Passage:
____

[isabelle] induction for mutually recursive functions



Hello,

I have the following mutually recursive function definition

function
  init_fun :: "nat => nat * nat * nat"
  and loop_fun :: "nat * nat * nat => nat * nat * nat"
  and final_fun :: "nat * nat * nat => nat * nat * nat"
  where
    "init_fun n = loop_fun (n, 0, 0)" |
    "loop_fun (n, k, s) = (if k < n then loop_fun (n, k + 1, s + k + 1)
                             else if k = n then final_fun (n, k, s)
                             else (n, k, s))"|

    "final_fun (n, k, s) = (n, k, s)"

by pat_completeness auto
termination
apply (relation "measure (% x. case x of Inl n => n + 3 | Inr (Inl (n, k, s)) => n - k + 2 | Inr (Inr (n, k, s)) => n - k + 1)")
  by auto

Asumming that Testa, Testb, Testc, and Test are defined I want to prove by
(mutual) induction:

theorem TestInduction:
  "Testa n ==>  Test (init_fun n)"

____

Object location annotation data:

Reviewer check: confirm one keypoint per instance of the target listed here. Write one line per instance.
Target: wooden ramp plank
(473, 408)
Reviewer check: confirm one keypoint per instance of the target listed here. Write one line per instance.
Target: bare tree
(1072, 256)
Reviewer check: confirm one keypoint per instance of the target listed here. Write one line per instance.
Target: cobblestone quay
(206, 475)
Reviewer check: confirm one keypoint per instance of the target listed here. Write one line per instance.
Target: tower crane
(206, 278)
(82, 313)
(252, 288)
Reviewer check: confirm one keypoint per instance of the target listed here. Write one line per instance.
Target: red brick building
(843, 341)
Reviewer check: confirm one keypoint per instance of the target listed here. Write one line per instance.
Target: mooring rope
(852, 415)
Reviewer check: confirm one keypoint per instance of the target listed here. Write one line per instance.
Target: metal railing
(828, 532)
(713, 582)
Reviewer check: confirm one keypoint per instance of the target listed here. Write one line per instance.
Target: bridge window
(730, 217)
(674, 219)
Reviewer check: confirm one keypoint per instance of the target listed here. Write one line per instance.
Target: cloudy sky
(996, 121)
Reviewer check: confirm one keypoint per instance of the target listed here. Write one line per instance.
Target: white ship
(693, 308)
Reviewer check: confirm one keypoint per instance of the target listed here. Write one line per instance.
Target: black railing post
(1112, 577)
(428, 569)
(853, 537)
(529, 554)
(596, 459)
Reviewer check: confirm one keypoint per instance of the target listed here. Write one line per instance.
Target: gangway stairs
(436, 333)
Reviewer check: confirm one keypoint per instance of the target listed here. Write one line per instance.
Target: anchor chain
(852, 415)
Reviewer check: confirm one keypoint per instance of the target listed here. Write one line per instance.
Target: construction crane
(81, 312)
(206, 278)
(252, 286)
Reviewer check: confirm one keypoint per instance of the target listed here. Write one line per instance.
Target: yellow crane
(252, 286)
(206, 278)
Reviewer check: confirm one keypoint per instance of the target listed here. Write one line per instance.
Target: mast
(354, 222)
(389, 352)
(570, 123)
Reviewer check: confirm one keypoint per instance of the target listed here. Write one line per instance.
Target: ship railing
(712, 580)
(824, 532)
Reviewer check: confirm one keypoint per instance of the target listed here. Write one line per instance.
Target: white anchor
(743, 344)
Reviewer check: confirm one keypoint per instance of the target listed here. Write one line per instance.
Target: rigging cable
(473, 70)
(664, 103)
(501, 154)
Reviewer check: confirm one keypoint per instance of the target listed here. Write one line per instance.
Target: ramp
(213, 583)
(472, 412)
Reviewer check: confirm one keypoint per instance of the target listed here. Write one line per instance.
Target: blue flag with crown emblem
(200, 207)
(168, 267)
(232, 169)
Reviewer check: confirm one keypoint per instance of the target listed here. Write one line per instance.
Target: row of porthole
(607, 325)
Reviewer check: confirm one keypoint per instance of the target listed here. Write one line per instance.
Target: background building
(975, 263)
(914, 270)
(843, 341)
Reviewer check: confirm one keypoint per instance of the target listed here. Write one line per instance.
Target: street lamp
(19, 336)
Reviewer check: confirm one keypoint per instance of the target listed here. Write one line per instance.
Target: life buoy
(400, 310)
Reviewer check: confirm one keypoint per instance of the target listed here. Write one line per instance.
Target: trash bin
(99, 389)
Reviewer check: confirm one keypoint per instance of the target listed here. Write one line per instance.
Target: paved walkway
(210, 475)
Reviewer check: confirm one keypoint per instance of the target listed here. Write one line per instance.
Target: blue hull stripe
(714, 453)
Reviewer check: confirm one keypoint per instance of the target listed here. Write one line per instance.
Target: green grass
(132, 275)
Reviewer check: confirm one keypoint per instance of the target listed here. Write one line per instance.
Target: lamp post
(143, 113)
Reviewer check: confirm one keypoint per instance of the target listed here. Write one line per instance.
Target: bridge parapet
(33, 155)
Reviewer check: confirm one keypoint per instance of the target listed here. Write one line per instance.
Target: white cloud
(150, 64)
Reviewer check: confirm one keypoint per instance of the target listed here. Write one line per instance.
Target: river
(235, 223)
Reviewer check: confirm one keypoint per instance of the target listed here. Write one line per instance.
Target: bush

____

Objective 1:
Say whether each statement agrees with the forum post, answering yes or no and quoting the deciding words from the post: (a) final_fun returns its argument triple unchanged; (b) init_fun calls loop_fun with both k and s set to 0; (c) the writer says Testa, Testb, Testc, and Test still need to be defined.
Objective 2:
Output the part of the forum post starting at "I have the following" and ending at "k + 1, s + k + 1)".
The entries are separate material, unconnected to the forum post.

Output 1:
(a) Yes: "final_fun (n, k, s) = (n, k, s)"
(b) Yes: "init_fun n = loop_fun (n, 0, 0)"
(c) No: "Asumming that Testa, Testb, Testc, and Test are defined"

Output 2:
I have the following mutually recursive function definition

function
  init_fun :: "nat => nat * nat * nat"
  and loop_fun :: "nat * nat * nat => nat * nat * nat"
  and final_fun :: "nat * nat * nat => nat * nat * nat"
  where
    "init_fun n = loop_fun (n, 0, 0)" |
    "loop_fun (n, k, s) = (if k < n then loop_fun (n, k + 1, s + k + 1)